→ TO DO
Make an exact copy of the lines below.

→ INFORMATION GIVEN
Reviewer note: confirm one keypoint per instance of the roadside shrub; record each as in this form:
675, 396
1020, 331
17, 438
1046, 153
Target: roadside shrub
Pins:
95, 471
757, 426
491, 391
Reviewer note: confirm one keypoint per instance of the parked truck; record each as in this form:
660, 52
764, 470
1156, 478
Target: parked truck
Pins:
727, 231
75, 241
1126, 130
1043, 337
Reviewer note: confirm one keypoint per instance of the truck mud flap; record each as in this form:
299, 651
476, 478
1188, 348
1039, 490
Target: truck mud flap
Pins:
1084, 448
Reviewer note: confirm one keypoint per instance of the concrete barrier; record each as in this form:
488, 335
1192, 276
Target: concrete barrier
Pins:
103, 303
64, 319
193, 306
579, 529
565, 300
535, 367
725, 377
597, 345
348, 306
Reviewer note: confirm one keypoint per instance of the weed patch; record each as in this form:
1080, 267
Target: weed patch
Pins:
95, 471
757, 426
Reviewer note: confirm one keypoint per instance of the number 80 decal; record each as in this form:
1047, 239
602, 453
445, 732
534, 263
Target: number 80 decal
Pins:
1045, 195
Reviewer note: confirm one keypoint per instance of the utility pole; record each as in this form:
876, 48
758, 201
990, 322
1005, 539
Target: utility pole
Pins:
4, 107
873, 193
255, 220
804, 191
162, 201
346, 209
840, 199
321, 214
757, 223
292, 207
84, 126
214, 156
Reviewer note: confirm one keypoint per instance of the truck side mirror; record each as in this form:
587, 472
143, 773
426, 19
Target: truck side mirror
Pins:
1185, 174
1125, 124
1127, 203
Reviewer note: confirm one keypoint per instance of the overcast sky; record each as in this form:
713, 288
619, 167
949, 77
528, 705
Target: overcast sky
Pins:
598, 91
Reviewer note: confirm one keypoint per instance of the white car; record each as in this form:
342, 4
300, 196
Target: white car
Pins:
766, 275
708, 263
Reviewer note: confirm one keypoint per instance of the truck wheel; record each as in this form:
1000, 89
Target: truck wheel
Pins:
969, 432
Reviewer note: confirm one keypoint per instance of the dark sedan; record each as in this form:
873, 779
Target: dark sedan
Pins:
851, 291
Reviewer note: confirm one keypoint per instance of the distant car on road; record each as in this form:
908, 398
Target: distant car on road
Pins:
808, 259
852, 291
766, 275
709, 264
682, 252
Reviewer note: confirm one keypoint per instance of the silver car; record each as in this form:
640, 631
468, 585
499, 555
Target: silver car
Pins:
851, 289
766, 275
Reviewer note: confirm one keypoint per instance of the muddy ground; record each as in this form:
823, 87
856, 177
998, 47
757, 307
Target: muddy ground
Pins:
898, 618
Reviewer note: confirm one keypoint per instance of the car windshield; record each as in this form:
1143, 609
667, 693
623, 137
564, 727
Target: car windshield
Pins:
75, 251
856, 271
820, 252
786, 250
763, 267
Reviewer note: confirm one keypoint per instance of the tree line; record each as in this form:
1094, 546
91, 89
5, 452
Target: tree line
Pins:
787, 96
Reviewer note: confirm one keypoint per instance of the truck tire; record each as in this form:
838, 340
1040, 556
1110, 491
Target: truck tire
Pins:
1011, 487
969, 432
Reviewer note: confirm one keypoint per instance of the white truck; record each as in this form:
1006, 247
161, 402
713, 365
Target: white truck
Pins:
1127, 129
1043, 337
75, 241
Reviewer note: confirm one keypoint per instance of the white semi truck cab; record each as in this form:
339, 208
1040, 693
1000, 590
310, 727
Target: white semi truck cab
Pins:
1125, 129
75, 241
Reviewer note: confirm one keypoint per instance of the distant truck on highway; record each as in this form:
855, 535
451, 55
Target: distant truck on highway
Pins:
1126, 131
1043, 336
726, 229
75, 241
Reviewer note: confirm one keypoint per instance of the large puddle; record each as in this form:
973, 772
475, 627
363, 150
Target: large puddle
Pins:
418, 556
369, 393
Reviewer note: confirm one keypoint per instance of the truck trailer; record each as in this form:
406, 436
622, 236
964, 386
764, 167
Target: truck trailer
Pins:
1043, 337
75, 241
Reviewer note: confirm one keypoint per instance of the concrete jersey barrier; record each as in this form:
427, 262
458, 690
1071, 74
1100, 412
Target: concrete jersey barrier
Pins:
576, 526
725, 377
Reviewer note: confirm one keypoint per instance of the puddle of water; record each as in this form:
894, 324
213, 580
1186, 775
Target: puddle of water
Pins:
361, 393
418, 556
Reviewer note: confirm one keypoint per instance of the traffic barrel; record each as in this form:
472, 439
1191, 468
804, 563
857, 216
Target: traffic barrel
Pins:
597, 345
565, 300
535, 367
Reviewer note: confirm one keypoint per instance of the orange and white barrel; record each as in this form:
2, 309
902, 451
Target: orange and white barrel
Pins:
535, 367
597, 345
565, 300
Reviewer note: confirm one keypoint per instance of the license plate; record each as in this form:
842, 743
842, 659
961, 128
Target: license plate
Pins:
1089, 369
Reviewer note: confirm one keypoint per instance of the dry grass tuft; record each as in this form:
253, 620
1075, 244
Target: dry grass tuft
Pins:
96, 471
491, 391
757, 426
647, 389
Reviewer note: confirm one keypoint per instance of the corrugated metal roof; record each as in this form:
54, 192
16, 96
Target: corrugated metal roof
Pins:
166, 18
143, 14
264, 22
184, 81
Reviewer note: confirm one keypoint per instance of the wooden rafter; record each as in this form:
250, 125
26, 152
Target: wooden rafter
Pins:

→ RESULT BELOW
Reviewer note: confirm one keypoint per instance of the roadside shrub; record each as in this form:
675, 396
1020, 331
17, 438
1046, 153
Target: roadside shrub
Pins:
95, 471
757, 426
491, 391
Reviewer note: confirm one keypoint per instance of the parked truck; record each as in this form:
660, 52
764, 470
1156, 478
Target: parked truck
Pins:
727, 231
75, 241
1126, 130
1043, 337
Reviewer note: confirm one keypoint per instance of the truck mud flap; record each as in this form:
299, 651
476, 478
1188, 348
1039, 490
Target: truck mud flap
Pins:
1084, 448
Reviewer note: confirm one keypoint per instance of the concrete barrier; record each as in this form:
488, 335
1192, 276
Target: concrete barrier
Pins:
103, 303
64, 319
193, 306
579, 529
565, 300
535, 367
725, 377
597, 345
348, 306
Reviewer note: confirm one keypoint per instance of the weed patch; record each as in this form:
1080, 267
Target: weed patch
Pins:
95, 471
757, 426
Reviewer note: confirm one keypoint per instance of the number 80 decal; record each as in this form:
1047, 239
602, 453
445, 732
534, 263
Target: number 80 decal
Pins:
1045, 195
Reviewer note: confirm one keypoint per instance of the utility pole; record each as in this form:
876, 48
758, 201
990, 322
1005, 539
Target: utility pole
Pins:
4, 107
873, 193
255, 220
804, 191
162, 201
346, 209
840, 199
321, 214
757, 223
292, 207
84, 126
214, 156
Reviewer note: confirm one keypoint per instance of the truck side mirror; record each as in this form:
587, 472
143, 773
426, 19
Target: truck side mirror
Pins:
1185, 174
1125, 124
1127, 203
Reviewer note: confirm one keypoint per instance of the overcast sky; record each as in this form:
713, 288
619, 167
949, 77
528, 705
Target: overcast sky
Pins:
598, 91
Reviewer note: confirm one keypoint per instance of the white car; record each as in this form:
342, 4
300, 196
Target: white car
Pins:
766, 275
708, 263
Reviewer note: confirm one keypoint per instance of the truck wheel; record each as in this form:
1000, 89
Target: truck wheel
Pins:
969, 432
Reviewer note: confirm one keypoint per instance of the dark sedan; record each as in this form:
873, 779
Target: dark sedan
Pins:
851, 291
Reviewer note: confirm one keypoint per instance of the distant car on road; record each as in this form:
908, 398
Target: distant car on road
Pins:
808, 259
852, 291
766, 275
709, 264
682, 252
Reviewer note: confirm one keypoint per instance of the silver car; record each as in this form:
640, 631
468, 585
499, 555
Target: silver car
Pins:
851, 289
766, 275
Reviewer note: confirm one keypoint per instance of the muddy ground; record each as in this form:
823, 87
856, 177
998, 47
757, 307
Target: muddy ground
Pins:
898, 618
Reviewer note: confirm one keypoint per instance of the car windshield; record each as in this form:
1143, 609
667, 693
623, 137
564, 727
Target: car windshield
Pins:
75, 251
856, 271
820, 252
786, 250
763, 267
Reviewer note: confirm one keypoint per instance of the tree line; record each as in this form:
1094, 546
91, 89
5, 452
Target: tree line
Pins:
787, 96
Reviewer note: confirm one keypoint per instance of the truck tire; record each as in this form:
838, 340
1040, 556
1110, 491
Target: truck tire
Pins:
1011, 487
969, 432
Reviewer note: confirm one keypoint per instance of the white truck; record each as in this form:
1006, 247
161, 402
713, 365
Target: white truck
Pins:
1127, 129
1043, 337
75, 241
Reviewer note: confirm one keypoint per instance of the white semi truck cab; record each as in this form:
339, 208
1040, 693
1000, 590
310, 727
Target: white semi truck cab
Pins:
1125, 129
75, 241
Reviewer note: confirm one keypoint per instance of the distant truck on highway; record each as in this form:
855, 535
451, 55
Target: distant truck on highway
Pins:
1126, 131
1043, 336
726, 229
75, 241
Reviewer note: confirm one keypoint per instance of the large puddle; record each as in this form:
973, 772
475, 627
363, 150
Target: large puddle
Pins:
418, 556
369, 393
Reviewer note: confirm one keypoint per instance of the truck trailer; record each as in this form:
406, 436
622, 236
964, 386
764, 167
Target: truck trailer
Pins:
1043, 337
75, 241
Reviewer note: confirm one keypoint per instance of the concrete jersey barrier; record each as in this form:
427, 262
458, 690
1071, 74
1100, 412
Target: concrete jersey barrier
Pins:
576, 526
725, 377
Reviewer note: confirm one keypoint per instance of the puddle of water; record each as in this form:
894, 324
213, 580
1186, 775
Target: puddle of water
Pins:
361, 393
418, 556
Reviewer note: confirm one keypoint per instance of the traffic barrel; record each as in this form:
472, 439
1191, 468
804, 563
857, 216
Target: traffic barrel
Pins:
597, 345
565, 300
535, 367
Reviewer note: confirm one keypoint per instance of the orange and white barrel; record each as in this form:
2, 309
902, 451
Target: orange and white barrel
Pins:
535, 367
597, 345
565, 300
Reviewer note: confirm one keypoint per instance of the license plate; record each as in this form:
842, 743
842, 659
961, 128
Target: license plate
Pins:
1089, 369
Reviewer note: confirm one keypoint per instance of the dry grass tuft; record each as in this form:
253, 620
1075, 244
Target: dry grass tuft
Pins:
96, 471
491, 391
757, 426
647, 389
Reviewer note: confirm one keypoint per instance of the corrugated metal roof; record each as in this form:
54, 192
16, 96
Target: corrugated metal roof
Pins:
166, 18
143, 14
264, 22
184, 81
Reviewer note: confirm one keypoint per instance of the wooden rafter; record each as in this form:
250, 125
26, 152
Target: wooden rafter
Pins:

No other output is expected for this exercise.